(Source data)
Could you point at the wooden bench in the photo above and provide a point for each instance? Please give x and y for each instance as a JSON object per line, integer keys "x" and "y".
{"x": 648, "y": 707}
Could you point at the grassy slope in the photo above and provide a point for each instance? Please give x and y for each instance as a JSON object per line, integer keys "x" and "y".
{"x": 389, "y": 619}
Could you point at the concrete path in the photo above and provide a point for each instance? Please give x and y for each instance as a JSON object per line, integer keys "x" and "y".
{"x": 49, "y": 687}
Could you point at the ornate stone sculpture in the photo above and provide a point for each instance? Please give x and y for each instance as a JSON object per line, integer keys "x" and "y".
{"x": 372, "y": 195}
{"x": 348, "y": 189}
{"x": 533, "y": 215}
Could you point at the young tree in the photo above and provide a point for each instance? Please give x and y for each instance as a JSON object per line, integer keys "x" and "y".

**Exercise aim**
Could you put every line of the items above into a numbered list, leaving out any blank lines?

**Final result**
1. Could you point at the wooden bench in the photo above and provide a point for each instance? Please give x and y for each instance as a JSON object per line, integer keys "x" and "y".
2. {"x": 648, "y": 707}
3. Could you point at the grassy slope in the photo above and provide a point for each instance? Please give x and y for each instance as a JSON object per line, integer keys "x" and "y".
4. {"x": 389, "y": 619}
5. Could you point at the concrete path in the photo above and provide a point for each instance? Please give x and y for each instance as a JSON object per line, integer keys "x" and "y".
6. {"x": 49, "y": 687}
7. Could you point at the ornate stone sculpture in the photo above and provide a point for each instance? Please give x and y for each instance as a JSON object per line, integer keys "x" and "y".
8. {"x": 372, "y": 195}
9. {"x": 348, "y": 189}
10. {"x": 533, "y": 215}
11. Could you point at the young tree in the photo above and provide a point for each instance? Please give x and y for each instance as a JSON object per line, integer keys "x" and "y".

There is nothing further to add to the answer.